Text to read -

3. The Application was supported by an Affidavit deponed by the Appellant in which he stated that he had neither received the Summons to Enter Appearance nor the Notice of Entry of Judgement. The Appellant annexed a draft of his statement of Defence along with the Proclamation dated 28th January 2022. The Respondent filed his Replying Affidavit sworn on 20th June 2022.

4. The Application was canvassed by way of written submissions and the Ruling was delivered on 28th February 2023.

5. Being dissatisfied with the Ruling of the Magistrate Court, the Appellant filed a Memorandum of Appeal dated 12th March 2023 on the following grounds:i.That the Learned Magistrate erred in law and fact by failing to find that the default judgement entered against the Appellant was an irregular judgement necessitating its setting aside ex debito justiciae;ii.That the learned Magistrate erred in law and in fact by failing to find that summons to enter appearance were not effected upon the Appellant at all or in conformity with Order 5 Rule 3 of the Civil Procedure Rules;iii.That the learned Magistrate erred in law and in fact in condemning the Appellant without affording him an opportunity to be heard through the filing of defence;iv.That the learned Magistrate’s ruling occasioned a miscarriage of justice by denying the Appellant access to justice;

6. Parties canvassed the appeal by way of written submissions. I have taken note of the Memorandum of Appeal, Record of Appeal, Supplementary Record of Appeal as well as the respective submissions by each party.

Analysis and Determination 7. The well-established principles of setting aside interlocutory judgements were laid out in the case of Patel v East Africa Cargo Handling Services Ltd (1974) EA 75 where it was stated as follows:“The main concern of the court is to do justice to the parties and the court will not impose conditions on itself to fetter the wide discretion given to it by the rules. I agree that where it is a regular judgement as is the case here the court will not usually set aside the judgement unless it is satisfied that there is a defence on the merits. In this respect defence on merits, does not mean in my view, a defence that must succeed, it means as Sheridan J, put it “a triable issue” that is an issue which raises a prima facie defence and which should go to trial for adjudication.”

Recorded information -
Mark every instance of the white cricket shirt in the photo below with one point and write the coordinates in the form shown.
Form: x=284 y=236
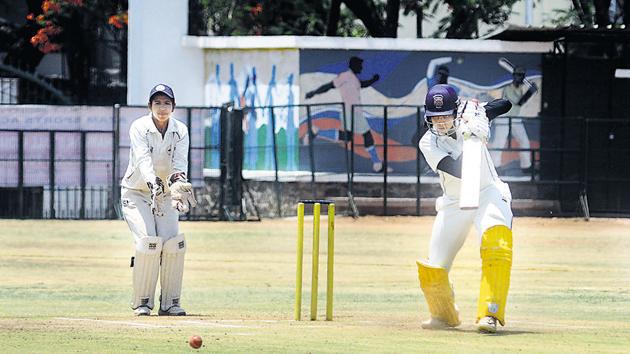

Task instructions -
- a) Write down every full date (day, month and year) that appears in the court ruling.
- b) The court ruling quotes a past case about setting aside judgements. Using that quote, explain what "defence on the merits" means and why it matters when a judgement is regular.
- c) According to the court ruling, on what date was the Ruling on the Application delivered?

Solutions below -
- a)
28th January 2022
20th June 2022
28th February 2023
12th March 2023

- b) A defence on the merits is not one that must succeed. It is "a triable issue," meaning an issue that raises a prima facie defence and should go to trial. It matters because the court will not usually set aside a regular judgement unless it is satisfied that such a defence exists.

- c) 28th February 2023.